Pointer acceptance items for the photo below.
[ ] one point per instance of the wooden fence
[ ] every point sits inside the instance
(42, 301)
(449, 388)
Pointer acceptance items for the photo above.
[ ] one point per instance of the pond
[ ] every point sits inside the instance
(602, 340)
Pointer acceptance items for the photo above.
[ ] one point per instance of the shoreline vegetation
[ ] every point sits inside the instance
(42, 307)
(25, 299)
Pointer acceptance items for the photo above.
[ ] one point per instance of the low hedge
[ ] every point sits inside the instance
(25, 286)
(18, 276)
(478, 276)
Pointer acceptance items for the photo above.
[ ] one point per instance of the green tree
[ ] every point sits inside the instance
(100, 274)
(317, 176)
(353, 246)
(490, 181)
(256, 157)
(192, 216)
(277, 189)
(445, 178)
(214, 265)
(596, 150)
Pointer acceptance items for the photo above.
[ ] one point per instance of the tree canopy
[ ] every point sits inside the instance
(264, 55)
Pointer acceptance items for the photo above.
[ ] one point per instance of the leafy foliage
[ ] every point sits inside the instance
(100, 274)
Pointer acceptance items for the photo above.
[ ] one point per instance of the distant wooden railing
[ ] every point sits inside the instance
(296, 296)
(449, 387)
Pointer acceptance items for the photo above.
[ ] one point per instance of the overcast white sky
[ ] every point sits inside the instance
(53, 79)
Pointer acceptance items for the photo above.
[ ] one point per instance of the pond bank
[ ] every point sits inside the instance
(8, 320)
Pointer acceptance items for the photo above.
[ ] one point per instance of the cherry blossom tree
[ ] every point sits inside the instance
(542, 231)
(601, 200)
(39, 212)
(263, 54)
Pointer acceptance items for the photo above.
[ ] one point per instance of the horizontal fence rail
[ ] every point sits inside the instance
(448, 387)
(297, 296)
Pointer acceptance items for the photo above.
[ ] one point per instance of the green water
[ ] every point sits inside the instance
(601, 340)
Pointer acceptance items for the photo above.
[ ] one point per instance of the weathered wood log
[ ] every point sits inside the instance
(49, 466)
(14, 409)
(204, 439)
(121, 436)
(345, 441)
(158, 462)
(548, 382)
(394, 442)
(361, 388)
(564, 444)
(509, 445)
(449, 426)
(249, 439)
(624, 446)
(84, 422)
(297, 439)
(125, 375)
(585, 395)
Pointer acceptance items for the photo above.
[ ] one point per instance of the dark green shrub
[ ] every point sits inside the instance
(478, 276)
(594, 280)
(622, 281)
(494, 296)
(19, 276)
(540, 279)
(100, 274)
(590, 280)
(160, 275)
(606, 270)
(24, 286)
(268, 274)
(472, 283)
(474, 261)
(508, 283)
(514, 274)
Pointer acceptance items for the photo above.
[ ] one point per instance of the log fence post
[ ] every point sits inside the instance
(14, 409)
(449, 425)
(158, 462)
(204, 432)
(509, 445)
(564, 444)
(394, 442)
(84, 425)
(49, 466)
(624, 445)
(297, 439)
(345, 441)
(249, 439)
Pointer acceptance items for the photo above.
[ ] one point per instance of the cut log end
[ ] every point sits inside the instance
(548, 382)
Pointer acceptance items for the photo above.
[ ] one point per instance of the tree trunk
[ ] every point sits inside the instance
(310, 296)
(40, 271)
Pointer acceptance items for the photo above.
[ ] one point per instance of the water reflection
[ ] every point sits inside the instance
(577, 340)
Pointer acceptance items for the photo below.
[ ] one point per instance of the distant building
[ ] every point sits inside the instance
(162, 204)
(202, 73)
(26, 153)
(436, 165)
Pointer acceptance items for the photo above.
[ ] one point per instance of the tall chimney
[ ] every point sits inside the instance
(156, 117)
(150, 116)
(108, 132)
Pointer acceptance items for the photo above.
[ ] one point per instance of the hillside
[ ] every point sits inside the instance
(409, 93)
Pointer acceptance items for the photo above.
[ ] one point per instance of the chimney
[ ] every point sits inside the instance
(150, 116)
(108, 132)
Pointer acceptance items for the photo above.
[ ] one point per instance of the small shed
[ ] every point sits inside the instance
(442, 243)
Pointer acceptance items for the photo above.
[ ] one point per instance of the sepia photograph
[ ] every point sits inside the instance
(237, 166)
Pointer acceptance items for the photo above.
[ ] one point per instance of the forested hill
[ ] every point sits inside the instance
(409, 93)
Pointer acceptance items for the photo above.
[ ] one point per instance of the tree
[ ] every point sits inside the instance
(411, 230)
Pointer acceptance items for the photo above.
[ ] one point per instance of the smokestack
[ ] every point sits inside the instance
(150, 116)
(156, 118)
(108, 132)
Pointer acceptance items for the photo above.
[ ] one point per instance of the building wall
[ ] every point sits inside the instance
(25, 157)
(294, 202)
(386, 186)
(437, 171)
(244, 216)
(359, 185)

++++++++

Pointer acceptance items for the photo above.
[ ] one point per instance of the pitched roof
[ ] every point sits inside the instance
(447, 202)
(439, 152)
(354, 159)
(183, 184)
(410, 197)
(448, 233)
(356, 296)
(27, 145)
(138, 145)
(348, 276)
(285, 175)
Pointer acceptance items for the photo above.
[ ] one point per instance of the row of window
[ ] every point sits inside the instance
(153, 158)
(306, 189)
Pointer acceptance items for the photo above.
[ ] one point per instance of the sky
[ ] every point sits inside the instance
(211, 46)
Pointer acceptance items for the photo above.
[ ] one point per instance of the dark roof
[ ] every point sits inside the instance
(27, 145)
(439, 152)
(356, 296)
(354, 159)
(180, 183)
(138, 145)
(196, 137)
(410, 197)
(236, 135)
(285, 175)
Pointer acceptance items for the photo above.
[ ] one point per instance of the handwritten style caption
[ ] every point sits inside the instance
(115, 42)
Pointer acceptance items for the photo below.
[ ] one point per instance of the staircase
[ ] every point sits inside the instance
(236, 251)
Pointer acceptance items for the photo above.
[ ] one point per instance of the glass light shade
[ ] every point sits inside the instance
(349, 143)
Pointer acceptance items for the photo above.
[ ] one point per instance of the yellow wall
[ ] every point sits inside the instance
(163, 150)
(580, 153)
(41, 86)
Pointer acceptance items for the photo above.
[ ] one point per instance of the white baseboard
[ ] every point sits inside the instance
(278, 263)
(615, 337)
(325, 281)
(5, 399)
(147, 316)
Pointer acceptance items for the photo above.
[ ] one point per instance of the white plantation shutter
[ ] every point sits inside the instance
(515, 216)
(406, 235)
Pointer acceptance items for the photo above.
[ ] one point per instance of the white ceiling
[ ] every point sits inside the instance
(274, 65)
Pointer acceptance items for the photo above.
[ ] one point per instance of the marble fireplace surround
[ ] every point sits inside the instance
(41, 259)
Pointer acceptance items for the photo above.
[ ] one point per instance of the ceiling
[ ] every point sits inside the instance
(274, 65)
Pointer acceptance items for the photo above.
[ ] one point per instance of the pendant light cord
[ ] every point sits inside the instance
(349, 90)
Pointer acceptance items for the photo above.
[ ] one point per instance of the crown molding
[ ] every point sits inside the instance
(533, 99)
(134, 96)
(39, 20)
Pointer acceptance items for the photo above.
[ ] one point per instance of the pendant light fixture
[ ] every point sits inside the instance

++++++++

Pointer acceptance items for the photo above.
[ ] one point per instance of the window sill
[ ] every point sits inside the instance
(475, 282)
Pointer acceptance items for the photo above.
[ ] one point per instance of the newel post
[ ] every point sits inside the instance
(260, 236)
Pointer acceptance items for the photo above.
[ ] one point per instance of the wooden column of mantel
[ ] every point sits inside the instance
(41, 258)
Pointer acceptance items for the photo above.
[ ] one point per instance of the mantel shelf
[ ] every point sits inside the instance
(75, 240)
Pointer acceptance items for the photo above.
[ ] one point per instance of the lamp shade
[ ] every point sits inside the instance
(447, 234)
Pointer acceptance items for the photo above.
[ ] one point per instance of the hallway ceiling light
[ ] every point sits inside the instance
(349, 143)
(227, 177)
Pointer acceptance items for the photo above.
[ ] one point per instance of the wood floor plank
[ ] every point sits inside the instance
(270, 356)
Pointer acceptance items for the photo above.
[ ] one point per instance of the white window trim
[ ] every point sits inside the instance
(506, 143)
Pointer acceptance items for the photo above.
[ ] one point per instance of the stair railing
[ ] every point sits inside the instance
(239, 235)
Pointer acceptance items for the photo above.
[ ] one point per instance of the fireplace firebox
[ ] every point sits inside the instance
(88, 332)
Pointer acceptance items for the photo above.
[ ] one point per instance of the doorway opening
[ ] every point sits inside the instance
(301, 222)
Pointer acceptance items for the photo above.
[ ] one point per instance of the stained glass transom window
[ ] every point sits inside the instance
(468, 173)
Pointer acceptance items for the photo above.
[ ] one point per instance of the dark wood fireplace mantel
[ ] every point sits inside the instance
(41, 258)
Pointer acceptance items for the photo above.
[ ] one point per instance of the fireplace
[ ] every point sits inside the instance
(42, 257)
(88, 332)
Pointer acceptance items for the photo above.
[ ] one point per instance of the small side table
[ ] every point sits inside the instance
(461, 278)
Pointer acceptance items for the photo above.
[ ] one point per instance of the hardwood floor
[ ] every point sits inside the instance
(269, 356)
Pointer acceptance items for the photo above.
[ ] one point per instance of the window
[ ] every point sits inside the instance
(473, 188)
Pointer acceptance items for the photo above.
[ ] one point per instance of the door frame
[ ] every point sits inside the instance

++++++++

**WHAT YOU NEED TO DO**
Identify each line in the records above containing the word "light"; copy those lines.

**WRITTEN REPLY**
[ ] one point per instance of the glass light shade
[ ] one point per instance of the pendant light cord
[ ] one point per instance of the pendant light fixture
[ ] one point per instance of the hallway ceiling light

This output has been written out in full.